_Task item:_ Gather, from the listing beneath this task, every line holding the string "wheel".

_Extracted entries:_
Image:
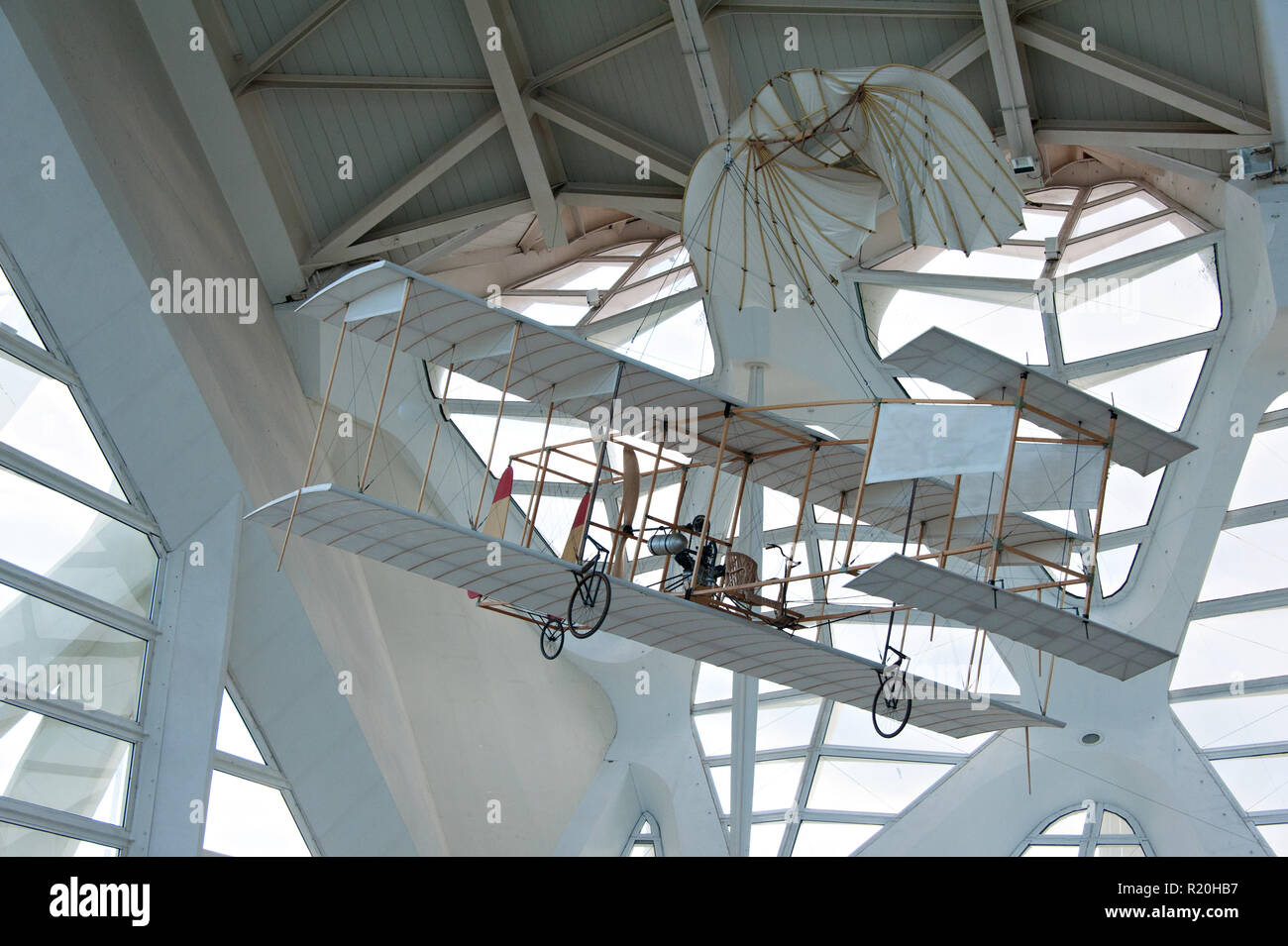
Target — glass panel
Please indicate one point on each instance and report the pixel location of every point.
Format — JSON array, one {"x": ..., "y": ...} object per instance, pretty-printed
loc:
[
  {"x": 1157, "y": 392},
  {"x": 69, "y": 657},
  {"x": 1248, "y": 559},
  {"x": 720, "y": 779},
  {"x": 715, "y": 732},
  {"x": 1050, "y": 851},
  {"x": 40, "y": 417},
  {"x": 1120, "y": 851},
  {"x": 245, "y": 819},
  {"x": 1223, "y": 650},
  {"x": 941, "y": 659},
  {"x": 626, "y": 249},
  {"x": 13, "y": 317},
  {"x": 647, "y": 292},
  {"x": 233, "y": 736},
  {"x": 831, "y": 838},
  {"x": 1039, "y": 224},
  {"x": 785, "y": 723},
  {"x": 1138, "y": 306},
  {"x": 583, "y": 274},
  {"x": 1129, "y": 240},
  {"x": 1055, "y": 194},
  {"x": 54, "y": 536},
  {"x": 1113, "y": 213},
  {"x": 669, "y": 259},
  {"x": 1128, "y": 498},
  {"x": 1275, "y": 835},
  {"x": 1263, "y": 476},
  {"x": 1103, "y": 190},
  {"x": 1009, "y": 323},
  {"x": 56, "y": 765},
  {"x": 552, "y": 312},
  {"x": 876, "y": 786},
  {"x": 678, "y": 343},
  {"x": 1229, "y": 721},
  {"x": 713, "y": 683},
  {"x": 776, "y": 784},
  {"x": 17, "y": 841},
  {"x": 1113, "y": 567},
  {"x": 1258, "y": 783},
  {"x": 767, "y": 837},
  {"x": 1112, "y": 822},
  {"x": 1070, "y": 824}
]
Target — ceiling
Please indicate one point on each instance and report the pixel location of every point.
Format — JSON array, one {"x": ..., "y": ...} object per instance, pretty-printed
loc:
[{"x": 484, "y": 128}]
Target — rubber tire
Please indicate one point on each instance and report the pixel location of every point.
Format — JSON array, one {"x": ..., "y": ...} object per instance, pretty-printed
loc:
[
  {"x": 879, "y": 697},
  {"x": 596, "y": 584},
  {"x": 546, "y": 643}
]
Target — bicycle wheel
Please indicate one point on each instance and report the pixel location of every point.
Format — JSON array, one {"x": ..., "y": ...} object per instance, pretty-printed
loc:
[
  {"x": 893, "y": 700},
  {"x": 589, "y": 604},
  {"x": 552, "y": 639}
]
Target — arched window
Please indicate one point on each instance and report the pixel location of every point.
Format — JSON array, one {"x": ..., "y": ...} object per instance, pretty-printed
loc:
[
  {"x": 644, "y": 841},
  {"x": 1087, "y": 830}
]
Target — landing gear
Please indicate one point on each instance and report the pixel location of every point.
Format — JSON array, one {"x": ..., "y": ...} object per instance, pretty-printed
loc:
[
  {"x": 552, "y": 639},
  {"x": 589, "y": 604},
  {"x": 893, "y": 699}
]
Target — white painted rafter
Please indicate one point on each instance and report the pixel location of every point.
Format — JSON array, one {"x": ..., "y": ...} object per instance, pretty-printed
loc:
[
  {"x": 430, "y": 228},
  {"x": 449, "y": 156},
  {"x": 1010, "y": 81},
  {"x": 702, "y": 73},
  {"x": 294, "y": 37},
  {"x": 516, "y": 119},
  {"x": 1142, "y": 77},
  {"x": 609, "y": 134}
]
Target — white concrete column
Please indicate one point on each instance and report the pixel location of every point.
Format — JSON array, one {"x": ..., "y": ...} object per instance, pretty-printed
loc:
[{"x": 185, "y": 681}]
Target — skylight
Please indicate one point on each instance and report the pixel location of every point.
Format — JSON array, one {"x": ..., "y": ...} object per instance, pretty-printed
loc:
[{"x": 1227, "y": 688}]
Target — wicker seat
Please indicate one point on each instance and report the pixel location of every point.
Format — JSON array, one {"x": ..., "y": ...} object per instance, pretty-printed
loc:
[{"x": 739, "y": 569}]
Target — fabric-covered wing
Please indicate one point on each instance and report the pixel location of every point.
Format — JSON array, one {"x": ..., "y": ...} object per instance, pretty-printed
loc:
[{"x": 542, "y": 583}]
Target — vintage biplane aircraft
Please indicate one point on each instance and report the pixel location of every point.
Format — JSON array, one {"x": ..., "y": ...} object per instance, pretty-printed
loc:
[{"x": 954, "y": 481}]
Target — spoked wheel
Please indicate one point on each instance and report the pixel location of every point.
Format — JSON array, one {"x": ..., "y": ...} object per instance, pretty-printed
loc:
[
  {"x": 589, "y": 604},
  {"x": 552, "y": 639},
  {"x": 892, "y": 704}
]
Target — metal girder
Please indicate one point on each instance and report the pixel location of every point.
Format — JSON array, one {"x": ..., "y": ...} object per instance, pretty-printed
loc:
[
  {"x": 742, "y": 771},
  {"x": 622, "y": 196},
  {"x": 501, "y": 69},
  {"x": 605, "y": 51},
  {"x": 429, "y": 228},
  {"x": 1140, "y": 76},
  {"x": 1010, "y": 81},
  {"x": 608, "y": 134},
  {"x": 1144, "y": 156},
  {"x": 854, "y": 8},
  {"x": 961, "y": 54},
  {"x": 451, "y": 245},
  {"x": 1145, "y": 136},
  {"x": 702, "y": 73},
  {"x": 655, "y": 205},
  {"x": 419, "y": 84},
  {"x": 296, "y": 35},
  {"x": 410, "y": 185}
]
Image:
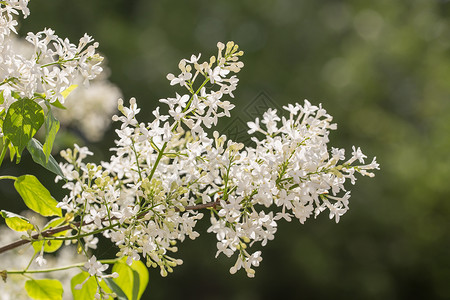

_Exercise solution:_
Target — bicycle wheel
Target — spoked wheel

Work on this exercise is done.